== 作業指示 ==
以下の「ブラックパンサー」の紹介文から、「マーベルコミックを原作とした」で始まり「監督はライアン・クーグラー。」で終わる部分を一字一句変えずに書き写してください。

··· 出典 ···

昼は国王、夜は漆黒の戦闘スーツで戦う“ブラックパンサー”

 マーベルコミックを原作とした映画「ブラックパンサー」の舞台は、アフリカの秘境にありながら、最新テクノロジーをもつ“超文明国ワカンダ”。そこには、世界を変えてしまうほどのパワーを持つ鉱石「ヴィブラニウム」が存在する。

 主人公は、突然の父の死によって王位を継いだティ・チャラ。この国の“秘密”を守る使命を背負った彼は、ヴィブラニウムが悪の手に奪われないように、“秘密”を狙う敵に立ち向かう。

 昼は若き国王、夜は漆黒の戦闘スーツをまとって戦う“ブラックパンサー”として。ティ・チャラは、祖国を……そして世界を守ることができるのか!?

 北米の興行収入は「タイタニック」を上回り、歴代第3位にランクイン。続編の製作も決定している。監督はライアン・クーグラー。

··· 提供データ ···

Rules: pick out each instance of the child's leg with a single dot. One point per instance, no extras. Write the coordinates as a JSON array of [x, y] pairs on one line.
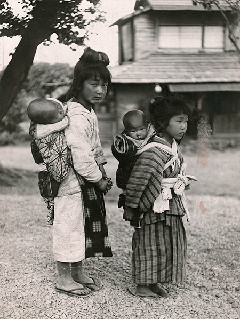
[[79, 276], [65, 280]]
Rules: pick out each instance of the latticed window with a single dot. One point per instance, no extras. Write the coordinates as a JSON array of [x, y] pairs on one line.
[[191, 37]]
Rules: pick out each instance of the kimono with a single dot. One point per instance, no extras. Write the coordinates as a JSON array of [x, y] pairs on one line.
[[80, 227], [159, 246]]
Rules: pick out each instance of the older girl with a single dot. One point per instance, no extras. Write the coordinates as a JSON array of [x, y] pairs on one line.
[[155, 189], [79, 226]]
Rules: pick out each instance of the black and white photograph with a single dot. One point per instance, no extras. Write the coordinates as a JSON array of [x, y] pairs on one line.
[[119, 159]]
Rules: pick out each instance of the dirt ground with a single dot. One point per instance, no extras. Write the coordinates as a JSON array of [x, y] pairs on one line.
[[28, 274]]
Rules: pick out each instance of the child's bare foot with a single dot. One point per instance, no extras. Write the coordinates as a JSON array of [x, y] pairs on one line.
[[89, 282], [156, 288], [72, 288], [143, 291]]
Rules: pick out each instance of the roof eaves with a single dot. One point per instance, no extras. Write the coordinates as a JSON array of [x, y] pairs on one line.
[[185, 8], [130, 16]]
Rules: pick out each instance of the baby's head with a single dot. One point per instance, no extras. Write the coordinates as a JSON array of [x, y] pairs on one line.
[[135, 124], [45, 111]]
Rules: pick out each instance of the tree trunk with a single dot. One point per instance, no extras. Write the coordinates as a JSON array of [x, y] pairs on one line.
[[16, 73]]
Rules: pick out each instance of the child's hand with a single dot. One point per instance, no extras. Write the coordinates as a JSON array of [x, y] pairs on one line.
[[128, 213], [102, 185], [102, 169]]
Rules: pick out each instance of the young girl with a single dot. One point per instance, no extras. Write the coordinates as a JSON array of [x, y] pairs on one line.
[[79, 226], [155, 189]]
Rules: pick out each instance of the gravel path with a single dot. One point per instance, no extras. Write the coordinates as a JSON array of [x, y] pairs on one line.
[[27, 272]]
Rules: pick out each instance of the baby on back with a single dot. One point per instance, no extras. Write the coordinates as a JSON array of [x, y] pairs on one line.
[[49, 147]]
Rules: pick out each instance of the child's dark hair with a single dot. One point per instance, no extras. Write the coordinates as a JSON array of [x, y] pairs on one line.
[[92, 64], [163, 108]]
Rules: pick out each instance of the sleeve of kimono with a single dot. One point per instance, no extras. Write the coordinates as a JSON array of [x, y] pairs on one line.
[[98, 151], [144, 184], [79, 141]]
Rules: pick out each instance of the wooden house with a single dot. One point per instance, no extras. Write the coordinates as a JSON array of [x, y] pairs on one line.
[[172, 45]]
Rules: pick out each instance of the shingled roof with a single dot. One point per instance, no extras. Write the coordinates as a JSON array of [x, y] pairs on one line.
[[180, 68], [172, 4]]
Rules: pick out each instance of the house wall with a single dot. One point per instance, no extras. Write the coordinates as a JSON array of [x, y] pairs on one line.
[[144, 28], [131, 96], [144, 35]]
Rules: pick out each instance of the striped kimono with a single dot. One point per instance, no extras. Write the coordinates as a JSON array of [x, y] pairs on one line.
[[159, 246]]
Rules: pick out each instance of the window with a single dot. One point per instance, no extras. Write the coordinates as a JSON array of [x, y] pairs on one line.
[[180, 37], [191, 37]]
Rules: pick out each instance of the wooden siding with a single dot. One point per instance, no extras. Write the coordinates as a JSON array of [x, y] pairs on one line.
[[145, 38], [127, 44]]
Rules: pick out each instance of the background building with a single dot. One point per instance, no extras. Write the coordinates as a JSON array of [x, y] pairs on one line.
[[174, 46]]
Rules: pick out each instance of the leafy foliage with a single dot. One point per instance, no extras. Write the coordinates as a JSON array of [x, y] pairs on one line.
[[35, 22], [33, 87], [231, 19], [61, 17]]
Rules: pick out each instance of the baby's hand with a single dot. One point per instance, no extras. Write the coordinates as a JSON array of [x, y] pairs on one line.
[[128, 213], [102, 185]]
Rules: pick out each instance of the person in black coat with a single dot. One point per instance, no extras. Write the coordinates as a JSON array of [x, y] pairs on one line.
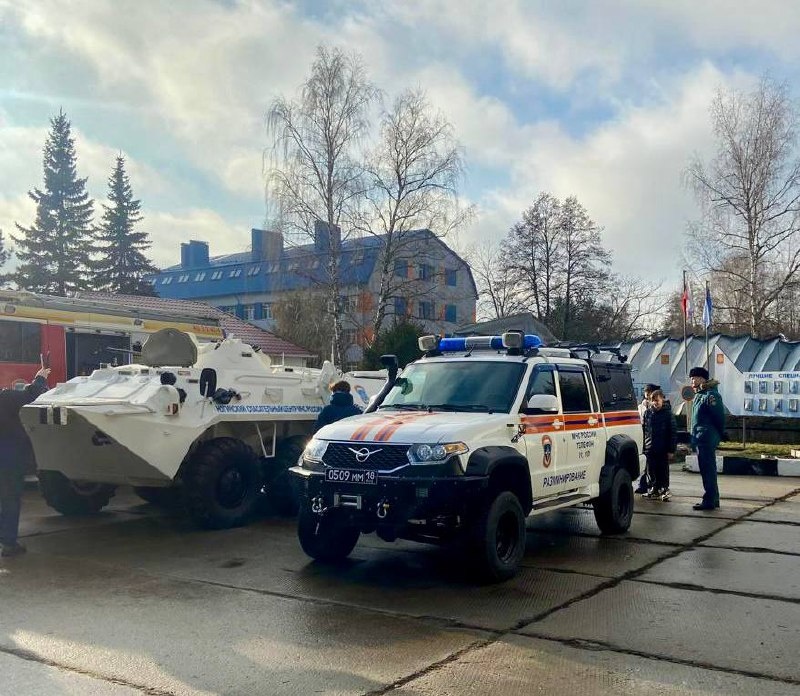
[[15, 453], [660, 442], [341, 405]]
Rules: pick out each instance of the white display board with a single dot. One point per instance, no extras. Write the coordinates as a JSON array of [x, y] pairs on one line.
[[775, 394]]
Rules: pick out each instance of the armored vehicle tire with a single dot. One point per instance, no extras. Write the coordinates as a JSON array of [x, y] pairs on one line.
[[613, 510], [327, 538], [499, 537], [222, 480], [162, 497], [282, 494], [73, 497]]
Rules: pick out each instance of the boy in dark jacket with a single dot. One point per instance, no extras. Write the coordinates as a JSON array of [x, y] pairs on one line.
[[660, 442], [15, 452], [341, 405]]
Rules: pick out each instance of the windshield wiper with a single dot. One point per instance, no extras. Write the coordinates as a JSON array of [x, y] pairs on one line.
[[404, 407], [458, 407]]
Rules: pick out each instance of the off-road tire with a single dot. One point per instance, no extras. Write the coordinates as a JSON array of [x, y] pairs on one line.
[[222, 480], [326, 538], [160, 497], [281, 493], [73, 497], [498, 537], [613, 510]]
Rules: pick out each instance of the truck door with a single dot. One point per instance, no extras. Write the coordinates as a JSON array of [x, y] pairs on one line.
[[583, 430], [544, 432]]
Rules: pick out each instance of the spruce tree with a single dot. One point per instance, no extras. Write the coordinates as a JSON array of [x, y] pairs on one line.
[[121, 265], [5, 254], [54, 251]]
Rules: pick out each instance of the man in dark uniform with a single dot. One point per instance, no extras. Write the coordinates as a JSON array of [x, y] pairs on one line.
[[708, 428], [15, 453]]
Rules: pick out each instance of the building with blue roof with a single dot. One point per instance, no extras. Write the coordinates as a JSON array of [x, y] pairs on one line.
[[432, 284]]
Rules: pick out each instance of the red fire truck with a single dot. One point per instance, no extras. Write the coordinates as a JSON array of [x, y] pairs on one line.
[[75, 336]]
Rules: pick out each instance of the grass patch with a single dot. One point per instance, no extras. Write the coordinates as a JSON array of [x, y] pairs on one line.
[[754, 450]]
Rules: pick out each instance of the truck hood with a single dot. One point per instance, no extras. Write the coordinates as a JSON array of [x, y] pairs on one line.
[[404, 427]]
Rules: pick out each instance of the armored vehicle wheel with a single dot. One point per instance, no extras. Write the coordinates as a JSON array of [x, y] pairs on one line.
[[499, 537], [222, 480], [613, 510], [73, 497], [281, 493], [162, 497], [325, 538]]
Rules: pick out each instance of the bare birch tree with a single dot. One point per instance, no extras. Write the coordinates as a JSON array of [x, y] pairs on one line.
[[412, 177], [750, 196], [313, 170]]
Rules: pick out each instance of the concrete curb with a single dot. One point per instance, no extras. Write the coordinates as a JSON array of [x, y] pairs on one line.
[[739, 466]]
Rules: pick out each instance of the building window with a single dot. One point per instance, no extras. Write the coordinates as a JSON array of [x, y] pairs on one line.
[[426, 310], [349, 337]]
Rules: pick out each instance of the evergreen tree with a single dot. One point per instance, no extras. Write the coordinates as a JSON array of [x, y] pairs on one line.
[[54, 251], [5, 254], [122, 265]]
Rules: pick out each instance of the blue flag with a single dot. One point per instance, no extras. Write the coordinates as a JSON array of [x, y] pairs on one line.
[[707, 307]]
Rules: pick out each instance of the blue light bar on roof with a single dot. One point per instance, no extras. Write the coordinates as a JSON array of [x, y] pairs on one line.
[[451, 345]]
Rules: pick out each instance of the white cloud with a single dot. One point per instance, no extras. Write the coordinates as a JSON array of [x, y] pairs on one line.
[[168, 230]]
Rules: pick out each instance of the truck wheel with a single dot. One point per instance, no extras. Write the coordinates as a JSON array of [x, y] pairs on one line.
[[161, 497], [613, 510], [73, 497], [325, 538], [281, 493], [499, 537], [221, 483]]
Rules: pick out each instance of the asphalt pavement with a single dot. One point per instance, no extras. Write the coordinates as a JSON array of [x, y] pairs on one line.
[[135, 601]]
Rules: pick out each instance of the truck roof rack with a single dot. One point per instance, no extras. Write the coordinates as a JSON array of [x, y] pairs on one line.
[[591, 351]]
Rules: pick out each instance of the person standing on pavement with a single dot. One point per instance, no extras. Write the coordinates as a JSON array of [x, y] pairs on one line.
[[644, 484], [15, 454], [708, 426], [341, 405], [660, 442]]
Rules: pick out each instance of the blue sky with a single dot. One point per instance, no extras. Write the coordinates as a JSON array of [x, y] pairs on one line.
[[602, 100]]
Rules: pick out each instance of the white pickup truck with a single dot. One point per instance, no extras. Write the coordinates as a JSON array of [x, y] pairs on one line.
[[469, 440]]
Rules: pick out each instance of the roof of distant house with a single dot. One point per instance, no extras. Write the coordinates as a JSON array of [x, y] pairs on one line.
[[268, 342], [297, 267]]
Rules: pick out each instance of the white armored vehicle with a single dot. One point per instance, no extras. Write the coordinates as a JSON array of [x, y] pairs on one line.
[[216, 423]]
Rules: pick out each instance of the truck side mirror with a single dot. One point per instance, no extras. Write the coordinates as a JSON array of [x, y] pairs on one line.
[[208, 382], [542, 403]]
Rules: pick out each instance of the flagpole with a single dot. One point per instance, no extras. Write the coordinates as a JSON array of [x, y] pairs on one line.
[[685, 308], [707, 322]]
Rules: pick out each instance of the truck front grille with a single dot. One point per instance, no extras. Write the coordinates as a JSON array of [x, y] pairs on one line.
[[378, 457]]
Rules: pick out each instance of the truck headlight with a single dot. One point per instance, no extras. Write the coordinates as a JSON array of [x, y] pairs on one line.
[[425, 454], [314, 450]]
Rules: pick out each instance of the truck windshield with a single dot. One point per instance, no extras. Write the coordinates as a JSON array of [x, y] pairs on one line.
[[488, 386]]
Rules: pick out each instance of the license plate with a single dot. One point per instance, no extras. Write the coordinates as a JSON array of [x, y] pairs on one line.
[[351, 476]]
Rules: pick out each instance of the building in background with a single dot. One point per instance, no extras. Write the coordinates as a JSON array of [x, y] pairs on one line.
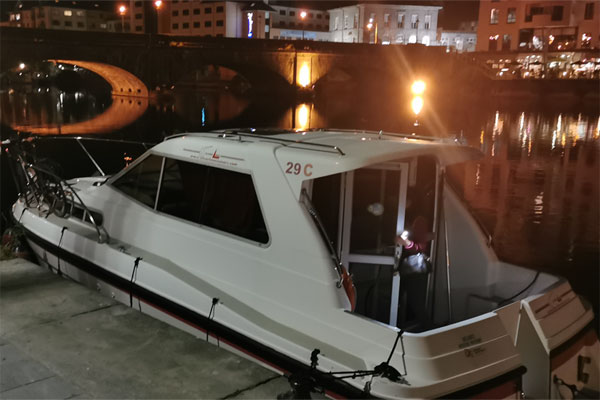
[[81, 16], [384, 23], [201, 18], [461, 40], [549, 39], [299, 23], [274, 21]]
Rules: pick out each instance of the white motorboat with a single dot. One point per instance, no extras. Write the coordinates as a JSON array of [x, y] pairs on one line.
[[245, 237]]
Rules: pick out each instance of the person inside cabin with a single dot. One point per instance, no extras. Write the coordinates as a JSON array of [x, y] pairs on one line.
[[413, 268], [417, 239]]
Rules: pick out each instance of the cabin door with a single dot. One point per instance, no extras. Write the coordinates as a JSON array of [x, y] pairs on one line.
[[372, 205]]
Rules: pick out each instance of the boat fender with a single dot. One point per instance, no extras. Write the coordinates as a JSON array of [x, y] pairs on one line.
[[62, 233], [211, 316], [314, 358], [387, 371], [349, 287], [136, 264]]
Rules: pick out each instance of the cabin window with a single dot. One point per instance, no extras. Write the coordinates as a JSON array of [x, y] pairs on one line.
[[214, 197], [141, 182]]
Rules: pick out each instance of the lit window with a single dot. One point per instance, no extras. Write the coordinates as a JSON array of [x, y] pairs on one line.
[[414, 22], [511, 17], [400, 21], [494, 16]]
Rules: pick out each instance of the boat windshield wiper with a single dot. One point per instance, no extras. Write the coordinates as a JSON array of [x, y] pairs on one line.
[[315, 216]]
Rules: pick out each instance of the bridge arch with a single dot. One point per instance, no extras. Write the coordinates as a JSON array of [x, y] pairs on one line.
[[122, 82]]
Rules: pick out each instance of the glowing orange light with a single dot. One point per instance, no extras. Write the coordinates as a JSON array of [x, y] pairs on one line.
[[417, 104], [303, 117], [304, 75], [418, 87]]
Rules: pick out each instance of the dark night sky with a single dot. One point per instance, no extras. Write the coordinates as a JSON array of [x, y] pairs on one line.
[[454, 11]]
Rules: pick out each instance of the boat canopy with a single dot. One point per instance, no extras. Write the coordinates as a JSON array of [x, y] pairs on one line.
[[312, 154]]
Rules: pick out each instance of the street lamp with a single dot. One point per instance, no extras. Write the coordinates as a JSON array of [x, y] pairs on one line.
[[417, 88], [302, 16], [370, 26], [122, 12]]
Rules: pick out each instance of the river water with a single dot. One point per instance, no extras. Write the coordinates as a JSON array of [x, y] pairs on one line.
[[536, 189]]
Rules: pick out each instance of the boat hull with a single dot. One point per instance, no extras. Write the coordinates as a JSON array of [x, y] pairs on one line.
[[63, 262]]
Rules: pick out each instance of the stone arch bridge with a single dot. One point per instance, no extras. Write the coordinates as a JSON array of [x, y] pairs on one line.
[[163, 59]]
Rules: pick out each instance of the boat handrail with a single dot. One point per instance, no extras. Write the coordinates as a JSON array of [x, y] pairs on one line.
[[381, 133], [47, 187], [337, 263], [287, 142], [477, 219]]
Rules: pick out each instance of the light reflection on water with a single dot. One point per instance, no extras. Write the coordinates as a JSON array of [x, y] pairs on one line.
[[536, 189]]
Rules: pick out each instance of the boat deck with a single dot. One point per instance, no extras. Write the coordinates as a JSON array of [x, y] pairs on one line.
[[59, 339]]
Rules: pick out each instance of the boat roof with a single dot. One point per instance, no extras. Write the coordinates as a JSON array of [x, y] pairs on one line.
[[348, 148]]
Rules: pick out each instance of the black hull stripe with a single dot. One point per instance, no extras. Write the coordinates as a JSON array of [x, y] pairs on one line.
[[335, 387]]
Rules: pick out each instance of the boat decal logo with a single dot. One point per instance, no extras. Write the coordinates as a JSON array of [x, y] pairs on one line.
[[297, 168], [469, 340], [474, 351], [210, 153]]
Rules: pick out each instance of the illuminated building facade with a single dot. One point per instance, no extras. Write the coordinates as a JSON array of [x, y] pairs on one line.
[[272, 21], [384, 23], [60, 17], [458, 41], [516, 25], [186, 18]]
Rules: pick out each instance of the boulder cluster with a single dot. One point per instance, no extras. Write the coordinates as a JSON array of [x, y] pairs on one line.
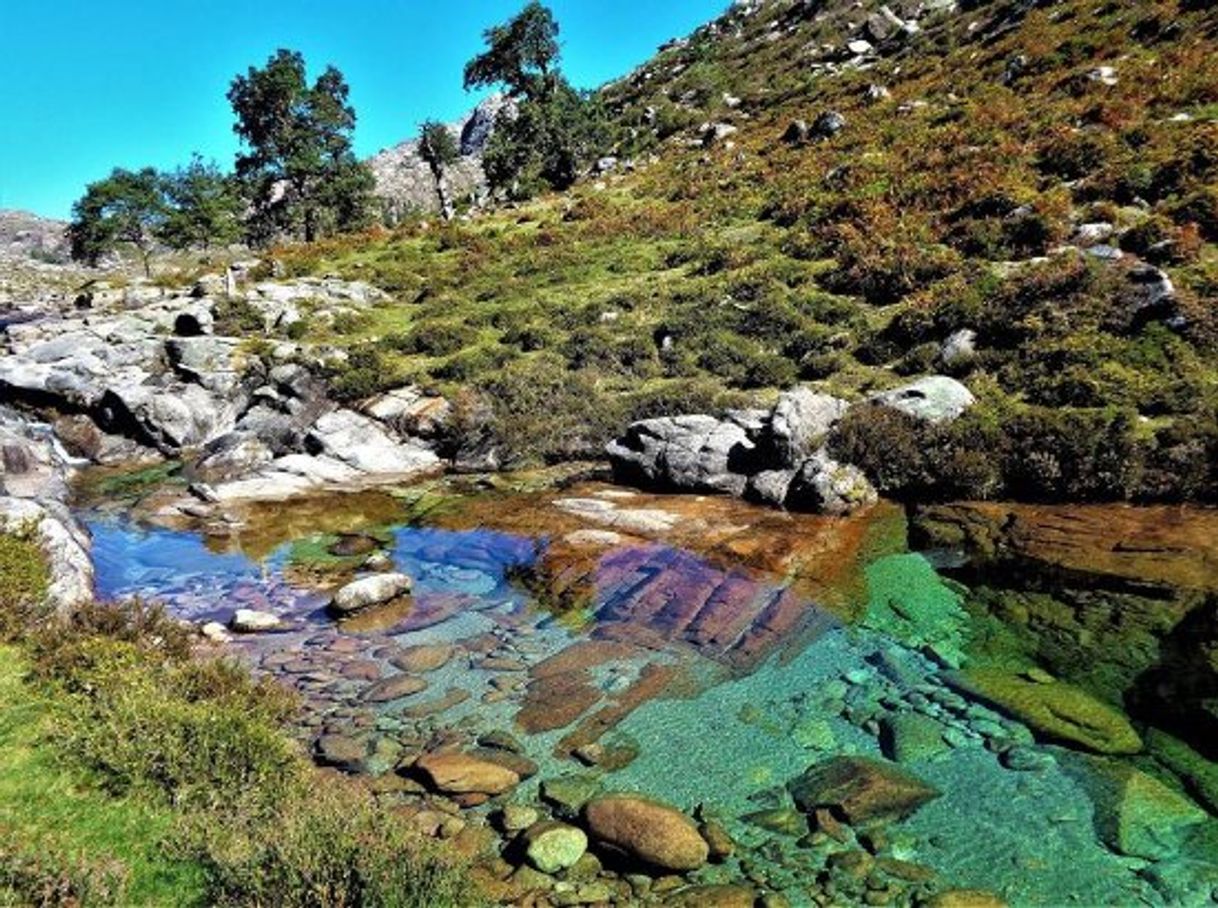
[[777, 457]]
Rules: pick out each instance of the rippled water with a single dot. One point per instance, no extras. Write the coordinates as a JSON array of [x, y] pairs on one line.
[[724, 679]]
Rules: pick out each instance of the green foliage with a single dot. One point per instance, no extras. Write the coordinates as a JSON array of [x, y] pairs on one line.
[[127, 207], [204, 207], [546, 411], [23, 580], [328, 845], [436, 144], [554, 127], [520, 54], [363, 374], [439, 150], [714, 273], [62, 840], [545, 144], [137, 773], [43, 875], [299, 168]]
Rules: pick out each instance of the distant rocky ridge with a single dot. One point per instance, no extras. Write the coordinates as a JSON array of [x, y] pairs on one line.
[[32, 237], [404, 182]]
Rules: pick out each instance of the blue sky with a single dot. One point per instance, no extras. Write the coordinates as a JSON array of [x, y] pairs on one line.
[[91, 84]]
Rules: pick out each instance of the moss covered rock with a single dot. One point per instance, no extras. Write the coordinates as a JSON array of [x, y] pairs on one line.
[[861, 790], [1135, 813], [1055, 711]]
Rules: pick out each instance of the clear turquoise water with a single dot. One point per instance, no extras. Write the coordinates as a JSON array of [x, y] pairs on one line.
[[732, 744]]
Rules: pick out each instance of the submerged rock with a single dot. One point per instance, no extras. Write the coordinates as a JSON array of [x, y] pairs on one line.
[[647, 830], [462, 774], [1135, 813], [552, 846], [368, 592], [860, 790], [250, 620], [1056, 711]]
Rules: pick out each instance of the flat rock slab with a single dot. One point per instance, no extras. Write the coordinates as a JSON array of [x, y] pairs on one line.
[[860, 790]]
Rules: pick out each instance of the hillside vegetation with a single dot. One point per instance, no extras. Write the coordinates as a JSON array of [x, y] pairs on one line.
[[135, 773], [780, 210]]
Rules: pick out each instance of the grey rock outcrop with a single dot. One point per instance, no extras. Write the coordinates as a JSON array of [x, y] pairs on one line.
[[369, 592], [404, 182], [936, 399], [777, 457], [696, 452], [133, 375]]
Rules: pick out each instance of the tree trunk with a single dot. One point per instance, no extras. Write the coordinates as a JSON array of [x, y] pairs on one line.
[[446, 206]]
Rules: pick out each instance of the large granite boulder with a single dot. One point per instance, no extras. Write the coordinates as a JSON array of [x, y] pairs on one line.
[[648, 831], [934, 399], [691, 452], [800, 421], [830, 488], [63, 542], [361, 443], [860, 790]]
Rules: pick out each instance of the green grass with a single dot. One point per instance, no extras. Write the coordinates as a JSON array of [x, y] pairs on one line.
[[134, 772], [67, 819], [847, 261]]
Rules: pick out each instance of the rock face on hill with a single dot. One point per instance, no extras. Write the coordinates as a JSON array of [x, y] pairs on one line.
[[404, 182], [140, 373], [775, 457]]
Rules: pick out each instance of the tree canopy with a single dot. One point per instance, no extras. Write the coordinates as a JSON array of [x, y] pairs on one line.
[[554, 127], [204, 206], [520, 54], [439, 150], [126, 207], [297, 168]]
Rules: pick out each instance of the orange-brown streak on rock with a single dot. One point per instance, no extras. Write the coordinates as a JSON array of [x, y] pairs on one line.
[[1155, 545], [655, 680]]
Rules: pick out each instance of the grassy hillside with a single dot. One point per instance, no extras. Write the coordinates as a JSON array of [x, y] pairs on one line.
[[722, 266], [135, 773]]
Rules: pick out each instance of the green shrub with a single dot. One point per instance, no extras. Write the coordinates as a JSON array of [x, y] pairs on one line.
[[598, 349], [432, 339], [364, 374], [44, 875], [884, 269], [473, 363], [145, 716], [325, 846], [23, 580]]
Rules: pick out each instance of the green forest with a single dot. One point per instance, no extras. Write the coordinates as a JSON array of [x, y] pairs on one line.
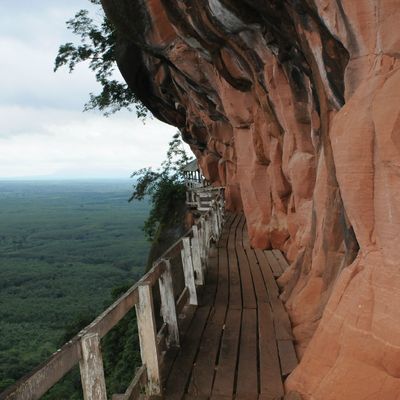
[[67, 249]]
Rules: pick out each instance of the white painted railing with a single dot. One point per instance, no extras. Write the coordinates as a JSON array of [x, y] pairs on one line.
[[191, 251]]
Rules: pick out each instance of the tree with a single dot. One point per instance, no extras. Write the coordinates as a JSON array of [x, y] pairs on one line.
[[97, 47], [165, 187]]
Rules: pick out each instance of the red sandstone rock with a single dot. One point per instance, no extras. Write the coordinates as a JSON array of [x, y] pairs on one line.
[[294, 107]]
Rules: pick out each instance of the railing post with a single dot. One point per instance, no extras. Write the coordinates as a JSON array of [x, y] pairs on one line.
[[197, 265], [188, 271], [168, 307], [148, 338], [91, 368]]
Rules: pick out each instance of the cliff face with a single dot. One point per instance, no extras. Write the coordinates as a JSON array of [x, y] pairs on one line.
[[294, 106]]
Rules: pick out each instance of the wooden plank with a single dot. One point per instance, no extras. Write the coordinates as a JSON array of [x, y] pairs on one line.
[[226, 368], [168, 307], [235, 290], [258, 280], [281, 259], [271, 386], [184, 322], [196, 256], [182, 367], [208, 295], [246, 240], [248, 295], [247, 379], [287, 357], [91, 368], [283, 327], [222, 295], [148, 338], [182, 300], [273, 262], [135, 387], [269, 280], [204, 368], [188, 271]]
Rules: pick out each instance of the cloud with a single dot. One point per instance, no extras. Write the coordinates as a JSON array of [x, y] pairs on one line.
[[82, 145], [42, 129]]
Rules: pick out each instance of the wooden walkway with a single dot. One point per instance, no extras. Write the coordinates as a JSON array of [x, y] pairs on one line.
[[238, 342]]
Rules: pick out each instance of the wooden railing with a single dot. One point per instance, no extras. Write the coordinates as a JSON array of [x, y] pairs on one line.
[[187, 256], [200, 198]]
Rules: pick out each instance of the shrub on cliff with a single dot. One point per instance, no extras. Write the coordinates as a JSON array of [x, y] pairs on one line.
[[97, 47], [166, 189]]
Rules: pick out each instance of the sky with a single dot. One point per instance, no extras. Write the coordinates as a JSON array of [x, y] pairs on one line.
[[43, 132]]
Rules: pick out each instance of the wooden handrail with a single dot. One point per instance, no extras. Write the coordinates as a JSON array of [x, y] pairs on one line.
[[84, 348]]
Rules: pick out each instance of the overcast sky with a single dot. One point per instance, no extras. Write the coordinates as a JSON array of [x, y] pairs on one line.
[[43, 131]]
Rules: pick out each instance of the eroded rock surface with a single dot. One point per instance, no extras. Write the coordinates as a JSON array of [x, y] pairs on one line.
[[294, 106]]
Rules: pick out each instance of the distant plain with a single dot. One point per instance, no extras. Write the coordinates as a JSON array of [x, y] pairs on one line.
[[63, 246]]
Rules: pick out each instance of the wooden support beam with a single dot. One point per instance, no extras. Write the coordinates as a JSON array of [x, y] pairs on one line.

···

== 解答例 ==
マーベルコミックを原作とした映画「ブラックパンサー」の舞台は、アフリカの秘境にありながら、最新テクノロジーをもつ“超文明国ワカンダ”。そこには、世界を変えてしまうほどのパワーを持つ鉱石「ヴィブラニウム」が存在する。

 主人公は、突然の父の死によって王位を継いだティ・チャラ。この国の“秘密”を守る使命を背負った彼は、ヴィブラニウムが悪の手に奪われないように、“秘密”を狙う敵に立ち向かう。

 昼は若き国王、夜は漆黒の戦闘スーツをまとって戦う“ブラックパンサー”として。ティ・チャラは、祖国を……そして世界を守ることができるのか!?

 北米の興行収入は「タイタニック」を上回り、歴代第3位にランクイン。続編の製作も決定している。監督はライアン・クーグラー。